■ MATERIAL FOR THIS TASK:
************
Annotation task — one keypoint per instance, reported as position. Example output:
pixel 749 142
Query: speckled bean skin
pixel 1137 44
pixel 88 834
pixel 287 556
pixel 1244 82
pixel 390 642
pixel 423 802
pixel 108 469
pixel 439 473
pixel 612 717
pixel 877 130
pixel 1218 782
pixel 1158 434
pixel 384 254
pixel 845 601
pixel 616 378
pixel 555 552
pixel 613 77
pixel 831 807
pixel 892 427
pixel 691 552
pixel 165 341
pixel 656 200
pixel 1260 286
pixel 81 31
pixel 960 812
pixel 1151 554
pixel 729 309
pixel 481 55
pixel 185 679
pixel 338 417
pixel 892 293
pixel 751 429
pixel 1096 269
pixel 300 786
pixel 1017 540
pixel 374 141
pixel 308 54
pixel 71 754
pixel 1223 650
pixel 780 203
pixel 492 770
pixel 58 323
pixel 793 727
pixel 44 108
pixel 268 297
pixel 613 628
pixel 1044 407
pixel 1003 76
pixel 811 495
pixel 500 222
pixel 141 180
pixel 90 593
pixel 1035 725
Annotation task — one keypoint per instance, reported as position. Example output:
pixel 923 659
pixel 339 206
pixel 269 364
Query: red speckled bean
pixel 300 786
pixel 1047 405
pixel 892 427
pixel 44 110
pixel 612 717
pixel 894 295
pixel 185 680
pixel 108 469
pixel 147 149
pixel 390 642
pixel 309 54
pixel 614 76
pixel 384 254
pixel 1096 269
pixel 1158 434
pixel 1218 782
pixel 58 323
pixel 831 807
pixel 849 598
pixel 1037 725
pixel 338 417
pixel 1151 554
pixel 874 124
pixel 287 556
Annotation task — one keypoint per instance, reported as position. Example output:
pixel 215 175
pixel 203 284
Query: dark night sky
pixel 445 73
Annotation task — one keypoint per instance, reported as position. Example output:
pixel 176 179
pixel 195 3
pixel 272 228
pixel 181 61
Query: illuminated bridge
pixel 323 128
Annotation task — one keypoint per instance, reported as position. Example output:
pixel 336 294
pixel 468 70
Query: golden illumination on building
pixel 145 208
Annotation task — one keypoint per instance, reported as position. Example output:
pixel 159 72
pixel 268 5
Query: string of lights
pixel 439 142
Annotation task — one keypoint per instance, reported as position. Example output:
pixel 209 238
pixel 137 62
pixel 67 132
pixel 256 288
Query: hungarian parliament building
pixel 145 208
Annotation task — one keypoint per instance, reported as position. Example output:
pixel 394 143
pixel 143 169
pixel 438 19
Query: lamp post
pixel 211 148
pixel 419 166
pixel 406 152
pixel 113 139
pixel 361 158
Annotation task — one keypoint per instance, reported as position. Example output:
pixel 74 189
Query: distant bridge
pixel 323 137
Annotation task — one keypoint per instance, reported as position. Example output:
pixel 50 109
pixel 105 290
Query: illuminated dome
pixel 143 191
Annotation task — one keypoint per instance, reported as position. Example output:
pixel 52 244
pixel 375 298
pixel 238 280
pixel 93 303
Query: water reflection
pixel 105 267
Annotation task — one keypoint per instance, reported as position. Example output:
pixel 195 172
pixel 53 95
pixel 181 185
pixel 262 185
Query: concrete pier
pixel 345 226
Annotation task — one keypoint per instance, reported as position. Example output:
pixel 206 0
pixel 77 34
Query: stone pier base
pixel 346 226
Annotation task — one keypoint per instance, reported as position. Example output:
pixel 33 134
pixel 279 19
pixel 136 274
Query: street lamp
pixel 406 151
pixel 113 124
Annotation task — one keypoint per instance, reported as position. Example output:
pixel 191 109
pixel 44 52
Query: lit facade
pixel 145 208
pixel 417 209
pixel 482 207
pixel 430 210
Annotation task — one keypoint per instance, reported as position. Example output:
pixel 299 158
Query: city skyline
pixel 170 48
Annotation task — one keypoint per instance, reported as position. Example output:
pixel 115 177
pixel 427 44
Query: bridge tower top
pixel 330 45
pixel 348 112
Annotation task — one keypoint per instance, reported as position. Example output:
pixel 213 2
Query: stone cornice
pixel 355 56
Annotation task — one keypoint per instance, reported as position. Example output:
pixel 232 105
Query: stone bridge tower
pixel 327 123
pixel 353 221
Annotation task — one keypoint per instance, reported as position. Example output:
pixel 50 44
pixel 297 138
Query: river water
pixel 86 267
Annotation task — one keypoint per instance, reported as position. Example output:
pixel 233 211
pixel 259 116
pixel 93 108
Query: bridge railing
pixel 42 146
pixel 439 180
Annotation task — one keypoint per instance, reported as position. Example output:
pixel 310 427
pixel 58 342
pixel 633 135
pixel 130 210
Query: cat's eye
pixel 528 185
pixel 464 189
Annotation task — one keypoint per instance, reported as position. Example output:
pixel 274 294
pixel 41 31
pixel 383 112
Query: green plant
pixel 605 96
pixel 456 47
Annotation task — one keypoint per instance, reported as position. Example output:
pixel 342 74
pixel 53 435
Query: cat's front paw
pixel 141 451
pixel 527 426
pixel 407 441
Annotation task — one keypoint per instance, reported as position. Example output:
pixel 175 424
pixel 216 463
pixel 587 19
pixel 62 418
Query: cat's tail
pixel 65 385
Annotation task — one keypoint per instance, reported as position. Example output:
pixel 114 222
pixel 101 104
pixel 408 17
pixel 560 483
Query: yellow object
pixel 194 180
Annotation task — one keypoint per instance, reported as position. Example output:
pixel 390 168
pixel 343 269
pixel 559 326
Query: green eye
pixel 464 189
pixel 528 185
************
■ WHAT THE TASK ASKS: Set each line down exactly, starting with the one that contains "pixel 259 116" and ending with the last line of the listing; add nothing else.

■ ANSWER BOX:
pixel 259 116
pixel 93 108
Query: bridge railing
pixel 42 146
pixel 439 180
Annotation task — one keypoint per instance, reported as position. Example output:
pixel 310 427
pixel 58 342
pixel 633 135
pixel 130 210
Query: cat's eye
pixel 528 185
pixel 464 189
Annotation task — one keypoint per instance, reported as position. Example output:
pixel 274 294
pixel 41 31
pixel 383 112
Query: green plant
pixel 605 96
pixel 456 47
Annotation task — one keypoint per instance, reported as position. Example output:
pixel 342 74
pixel 53 435
Query: cat's front paw
pixel 141 451
pixel 527 426
pixel 407 441
Annotation task — one keypoint per instance, reported as position. Example output:
pixel 175 424
pixel 216 463
pixel 587 19
pixel 62 418
Query: cat's tail
pixel 65 385
Annotation task — one keypoint per instance, reported as position. Example output:
pixel 114 222
pixel 101 104
pixel 408 17
pixel 560 483
Query: yellow object
pixel 194 180
Annotation task — one keypoint per instance, reported as position. Example output:
pixel 390 168
pixel 343 269
pixel 559 326
Query: green eye
pixel 464 189
pixel 528 185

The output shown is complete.